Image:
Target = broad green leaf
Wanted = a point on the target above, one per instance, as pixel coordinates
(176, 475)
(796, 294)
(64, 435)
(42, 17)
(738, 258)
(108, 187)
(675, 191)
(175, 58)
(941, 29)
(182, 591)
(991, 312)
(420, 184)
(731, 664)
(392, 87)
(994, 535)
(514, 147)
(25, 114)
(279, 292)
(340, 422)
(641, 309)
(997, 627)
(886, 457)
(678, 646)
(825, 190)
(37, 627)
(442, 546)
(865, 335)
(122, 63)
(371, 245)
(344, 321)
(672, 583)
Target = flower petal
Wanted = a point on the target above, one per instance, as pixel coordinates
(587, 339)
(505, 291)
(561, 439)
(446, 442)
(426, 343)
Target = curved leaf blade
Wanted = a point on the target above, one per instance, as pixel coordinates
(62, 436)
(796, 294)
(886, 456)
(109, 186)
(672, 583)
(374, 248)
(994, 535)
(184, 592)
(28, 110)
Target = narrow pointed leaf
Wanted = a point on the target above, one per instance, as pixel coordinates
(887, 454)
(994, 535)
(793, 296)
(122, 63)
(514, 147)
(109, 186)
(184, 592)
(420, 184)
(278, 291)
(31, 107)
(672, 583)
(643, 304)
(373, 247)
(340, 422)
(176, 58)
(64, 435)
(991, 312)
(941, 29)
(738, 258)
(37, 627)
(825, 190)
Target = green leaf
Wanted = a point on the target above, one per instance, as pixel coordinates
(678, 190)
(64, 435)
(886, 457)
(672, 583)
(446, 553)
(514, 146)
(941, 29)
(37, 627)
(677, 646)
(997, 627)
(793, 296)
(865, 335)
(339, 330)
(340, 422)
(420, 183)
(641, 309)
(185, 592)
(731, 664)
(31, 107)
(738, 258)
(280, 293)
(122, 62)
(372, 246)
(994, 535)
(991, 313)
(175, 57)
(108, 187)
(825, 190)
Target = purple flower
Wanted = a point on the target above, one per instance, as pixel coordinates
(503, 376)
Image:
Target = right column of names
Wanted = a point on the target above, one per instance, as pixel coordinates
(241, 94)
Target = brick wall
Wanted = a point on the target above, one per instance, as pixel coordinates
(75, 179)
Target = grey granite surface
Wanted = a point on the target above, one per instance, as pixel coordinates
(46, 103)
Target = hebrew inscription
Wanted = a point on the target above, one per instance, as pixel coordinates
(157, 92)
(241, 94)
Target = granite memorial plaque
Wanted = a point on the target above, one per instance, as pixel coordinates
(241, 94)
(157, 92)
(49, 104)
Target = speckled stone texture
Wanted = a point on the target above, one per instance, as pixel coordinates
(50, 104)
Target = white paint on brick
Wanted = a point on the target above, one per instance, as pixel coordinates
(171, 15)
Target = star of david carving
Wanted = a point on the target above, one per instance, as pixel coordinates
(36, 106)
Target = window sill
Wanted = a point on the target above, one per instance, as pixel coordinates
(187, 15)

============================================================

[DO THIS]: Copy all of the rows above word for word, with every line in its original order.

[FINISHED EXERCISE]:
Image:
Target = broad green leaf
Wanted = a point on the target above, one per instance, as pixel coordinates
(176, 475)
(796, 294)
(64, 435)
(42, 17)
(738, 258)
(108, 187)
(675, 191)
(175, 58)
(941, 29)
(182, 591)
(991, 312)
(420, 184)
(731, 664)
(392, 87)
(994, 535)
(514, 147)
(25, 114)
(279, 292)
(340, 422)
(641, 309)
(997, 627)
(886, 457)
(678, 646)
(825, 190)
(37, 627)
(442, 546)
(865, 335)
(122, 63)
(371, 245)
(344, 321)
(672, 583)
Target = flower petal
Wanted = a point on the target above, one per instance, as pixel coordinates
(587, 339)
(505, 291)
(561, 439)
(446, 442)
(426, 343)
Target = curved leaf blade
Wanted = a point on the target above, one per instance, as pixel coordinates
(62, 436)
(796, 294)
(886, 456)
(109, 186)
(672, 583)
(374, 248)
(994, 535)
(184, 592)
(28, 110)
Target = narrow pointed leaf
Wanted = a point on the target above, one per instance, as pixel coordinates
(887, 454)
(994, 535)
(793, 296)
(122, 63)
(514, 147)
(109, 186)
(184, 592)
(420, 184)
(278, 291)
(31, 107)
(672, 583)
(643, 304)
(373, 247)
(340, 422)
(176, 58)
(64, 435)
(991, 312)
(941, 29)
(738, 258)
(37, 627)
(825, 190)
Target = green leaf
Wanted = a point on the target above, one per instance, as pixel coordinates
(678, 190)
(64, 435)
(886, 457)
(672, 583)
(446, 553)
(514, 146)
(941, 29)
(37, 627)
(677, 646)
(997, 627)
(793, 296)
(865, 335)
(339, 330)
(340, 422)
(420, 183)
(641, 309)
(185, 592)
(731, 664)
(31, 107)
(738, 258)
(280, 293)
(122, 62)
(372, 246)
(994, 535)
(991, 313)
(175, 57)
(108, 187)
(825, 190)
Target = purple flower
Wanted = a point on the target above, one per instance, as pixel coordinates
(503, 376)
Image:
Target = right column of names
Wanted = a point on the target above, one per instance, as pixel coordinates
(241, 94)
Target = brick wall
Wanted = a point on the target above, one per instance, as pixel coordinates
(75, 179)
Target = grey granite surface
Wanted = a point on the target above, one per instance, as pixel coordinates
(46, 103)
Target = hebrew inscription
Wanted = a point on the target above, one per instance, as pixel coordinates
(157, 92)
(241, 94)
Target = granite memorial plaque
Wanted = a point on the target above, one per instance, as pixel coordinates
(241, 94)
(157, 92)
(49, 104)
Target = speckled stone texture
Wanted = a point on the target above, one per instance, as pixel coordinates
(50, 104)
Target = white paint on brick
Wanted = a point on the target above, one per instance, as pixel coordinates
(171, 15)
Target = star of david carving
Wanted = a point on the target above, one per instance, as pixel coordinates
(36, 106)
Target = window sill
Wanted = a point on the target above, one per instance, as pixel coordinates
(187, 15)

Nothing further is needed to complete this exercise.